O presidente Lula diz que irá consolidar a relação entre Brasil e China.| Foto: Fabio Rodrigues-Pozzebom/ Agência Brasil.

No linguajar sertanejo, disse-me um colega parlamentar nesta semana em conversa de plenário: “Uma cobra mal morrida tem que aparecer de novo para que a matemos definitivamente”. Assim ilustrava ele a volta de Lula e do PT ao poder. O deputado reagia ao meu comentário sobre como a catástrofe que tem sido esse início de governo e a consequente erosão do já pouco apoio popular de Lula, agravada pela falta de suporte parlamentar, e que poderia em breve significar um fim ainda mais melancólico para os petistas do que aquele representado pelo impeachment de Dilma e a prisão de Lula. Para quem teve apoio explícito do Judiciário e a omissão decisiva do Legislativo para voltar ao poder, vir a ser rechaçado pelo mais importante numa democracia que é o próprio povo, representa, de fato, um fim definitivo.

Ao não aproveitar a chance que lhe foi dada de uma nova Presidência da República para unificar o país e lavar a própria biografia diante de toda a nação, Lula está passando sua vez no tabuleiro político ao outro lado do corredor novamente. Vinte anos atrás, apesar de ideologicamente comprometido com a esquerda política e sindical, e aproveitando-se de métodos corruptos para governar com o Centrão (a exemplo do que ocorreu no Mensalão), Lula conseguia transmitir a uma parcela relevante da opinião pública um verniz de moderação. Nestes primeiros cem dias, o radicalismo e a insensatez foram absolutamente predominantes e a chance que lhe foi dada pelo establishment nunca antes na história deste país está sendo tão rapidamente revogada. Reveladores são os baixíssimos índices de aprovação popular para um presidente ainda em início de mandato.

A julgar pelos cem dias passados, nem milhões de brasileiros insatisfeitos parecem abalar a convicção de Lula em trilhar o caminho do retrocesso, do ódio e do rancor.

A maré está virando rapidamente. Lula preferiu recusar-se a dar aos brasileiros a tradicional lua de mel dos cem primeiros dias e nosso povo, sempre muito tolerante com os erros dos políticos, dessa vez parece decidido a não aceitar o desaforo. Foram pouco mais de três meses de descumprimento desavergonhado de promessas e cumprimento vergonhoso de históricas diretrizes petistas, não declaradas na campanha e sobre as quais muitos se enganaram ao achar que em uma nova Presidência Lula não implementaria. Votaram imaginando colocar no poder um Mandela e acabaram elegendo um… Lula.

===

**Exercício escrito 1**
Liste os termos que, no trecho, descrevem o caminho que Lula estaria decidido a trilhar, segundo a frase iniciada por "A julgar pelos cem dias passados".
**Exercício escrito 2**
Explique, com base no trecho, por que ser rechaçado pelo povo representaria um fim definitivo para Lula.

**Linhas de dados**
===

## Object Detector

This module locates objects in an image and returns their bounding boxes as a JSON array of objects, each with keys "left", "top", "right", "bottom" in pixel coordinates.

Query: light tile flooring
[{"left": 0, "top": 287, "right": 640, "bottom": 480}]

===

**Resposta final 1**
Retrocesso, ódio e rancor.

**Resposta final 2**
Lula voltou ao poder com apoio explícito do Judiciário e omissão decisiva do Legislativo. Por isso, ser rejeitado pelo próprio povo, que o trecho aponta como o mais importante numa democracia, significaria de fato um fim definitivo.